Что нам этот «Фауст»?

Попытка преодоления скуки и раздражения

СЕАНС  - 47/48 СЕАНС – 47/48

Перечитывать «Фауста» во взрослом возрасте русскому человеку скучно.

Под русским я подразумеваю человека, преимущественно живущего в круге литературы, написанной на русском — а не на немецком — языке; читателя, для которого словесная ткань «Фауста», гётевский стих, интонации, колкости и словечки не представляют ровно никакой значимости. Человека, который в тексте Гёте слышит в лучшем случае отзвуки пастернаковской лирики, а в худшем — не слышит и их. Человека, в восприятии которого пафос второй части «Фауста» («Лишь тот, кем бой за жизнь изведан, // Жизнь и свободу заслужил») отдает оформлением актовых залов и почти безотчетно исчерпывается фразой «Человек — это звучит гордо».

Юношеское чтение не в счет: в старших классах школы мы читаем «Фауста» в порядке ознакомления с шедеврами мировой словесности. Недоумение, которое вызывает это «собранье пестрых глав, полусмешных, полупечальных, простонародных, идеальных» (и далее по тексту), скрывает от наших неопытных глаз сам предмет: надо запомнить то, усвоить это — в общем, провести трудоемкую исследовательскую, образовательную работу. В зрелом возрасте все извивы сюжета, наконец, понятны: ты знаешь, что монолог про перевод Евангелия от Иоанна переписан у Гердера, а сцену вызывания духов естественным образом читаешь как переложение Сведенборга. Самым любимым местом высокопарной драмы становится Вальпургиева ночь, потому что, читая ее, можно развлечься угадыванием исторических адресатов собранных там эпиграмм. Но все эти знания скорее подстегивают неудовлетворенность, чем избавляют от нее. Потому что демонстрировать литературно-историческую эрудицию гораздо приятнее в связи с нашим собственным «собраньем пестрых глав»: там, кроме мысли и остроумия, есть еще поэтическое, языковое «мясо». Там основа удовольствия — в самом повторении пушкинского стиха, в переживании его ладности, в ощущении себя его частью и наоборот. На этом фоне «Фауст» — всего лишь сухая игра идей с устойчивым привкусом пастернаковской интонации, настойчиво напоминающей о первой профессии нашего переводчика: Пастернак по образованию был философом. А «за идеями», кажется, разумнее обращаться к самой философии, чем к ее двойному переложению в поэтико-драматической форме.
○ ○ ○ ○ ○ ○ ○
▶ [Цель задания]: Продолжите текст о том, зачем взрослому русскому читателю «Фауст», начиная сразу после его последнего предложения.

[Строки с указанием объектов на фото]
○ ○ ○ ○ ○ ○ ○
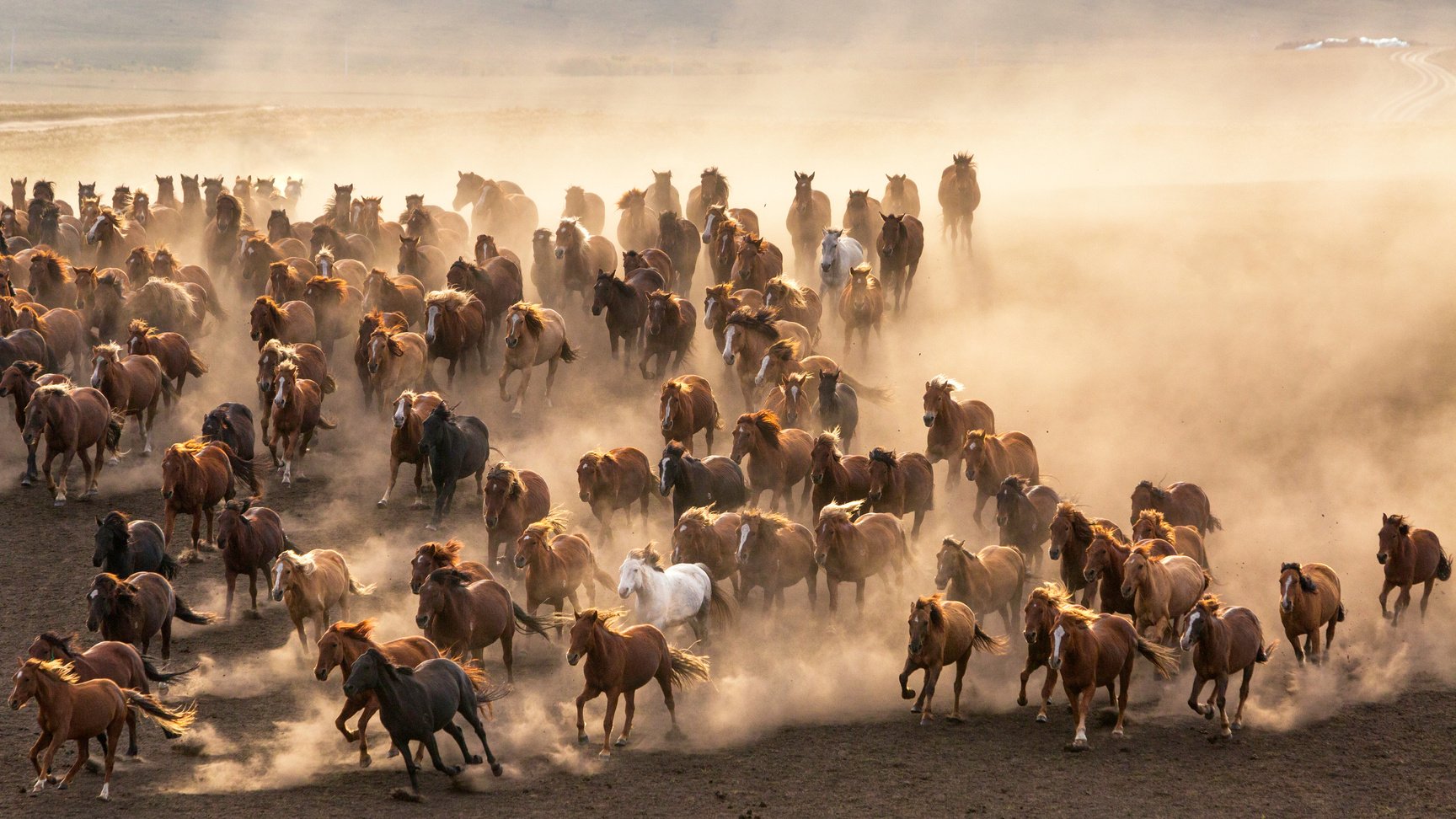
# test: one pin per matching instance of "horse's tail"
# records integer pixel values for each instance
(688, 667)
(175, 721)
(185, 614)
(1164, 659)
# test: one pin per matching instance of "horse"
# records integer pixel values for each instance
(620, 662)
(899, 245)
(685, 407)
(1309, 599)
(73, 419)
(714, 481)
(1181, 503)
(533, 335)
(1410, 557)
(942, 633)
(465, 617)
(72, 710)
(948, 421)
(172, 351)
(1091, 651)
(514, 499)
(612, 479)
(137, 608)
(1186, 539)
(1024, 515)
(674, 595)
(126, 547)
(990, 458)
(341, 646)
(900, 484)
(133, 385)
(312, 585)
(433, 555)
(989, 581)
(297, 413)
(852, 545)
(960, 194)
(458, 447)
(417, 703)
(1164, 591)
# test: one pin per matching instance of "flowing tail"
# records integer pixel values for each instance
(688, 667)
(188, 615)
(175, 721)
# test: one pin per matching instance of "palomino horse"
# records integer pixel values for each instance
(1309, 599)
(775, 554)
(989, 581)
(70, 710)
(341, 646)
(958, 194)
(1181, 503)
(900, 484)
(852, 545)
(808, 216)
(942, 633)
(899, 245)
(778, 458)
(133, 385)
(533, 335)
(1223, 640)
(1164, 591)
(685, 407)
(73, 419)
(992, 458)
(1410, 557)
(251, 538)
(676, 595)
(1091, 651)
(312, 585)
(620, 662)
(948, 420)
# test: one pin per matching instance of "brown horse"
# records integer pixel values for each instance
(942, 633)
(73, 419)
(1181, 503)
(70, 710)
(1410, 557)
(1091, 651)
(1309, 599)
(169, 349)
(514, 499)
(612, 479)
(340, 646)
(852, 545)
(989, 581)
(900, 244)
(620, 662)
(900, 484)
(465, 617)
(1223, 640)
(948, 420)
(133, 385)
(992, 458)
(778, 458)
○ ○ ○ ○ ○ ○ ○
▶ [Результат]:
В общем, во взрослом возрасте читать это скучно.

От литературы ждешь весомого содержания, другими средствами невыразимого, а от «Фауста» получаешь лишь набор «зрелых» идей — «зрелых» в том смысле, в каком бакалавр в начале второй части говорит: «Чуть человеку стукнет тридцать лет, он, как мертвец, уже созрел для гроба». Для преодоления скуки «Фауста» в русской словесности есть два инструмента. Во-первых, Пушкин. Во-вторых, Бродский.

Пушкинские «Сцены из Фауста», написанные в михайловской ссылке, нескучны уже тем, что на нескольких страницах исчерпывают саму тему скуки («Мне скучно, бес» => «Все утопить»), не без изящества резюмируя первую часть «Фауста». Освобождающий эффект этого текста во многом объясняется тем, что после него первую часть можно, по-хорошему, уже и не читать. На четырех страницах Пушкин дает нам понять, что скука есть, как скажут сто лет спустя, la condition humaine, и от нее человека не освободит никакая мощь: ни сила знания, ни твердыня веры, ни вихрь любви. На этих же четырех страницах вскрывается деструктивная природа любой мощи, после чего следует окончательный и лихой приговор: а так ли уж плохо все это утопить? Не совершишь ли благо, всему желая зла?

Что такого должно было произойти с этим текстом, чтобы фаустовская проблематика стала неубедительной и абстрактной?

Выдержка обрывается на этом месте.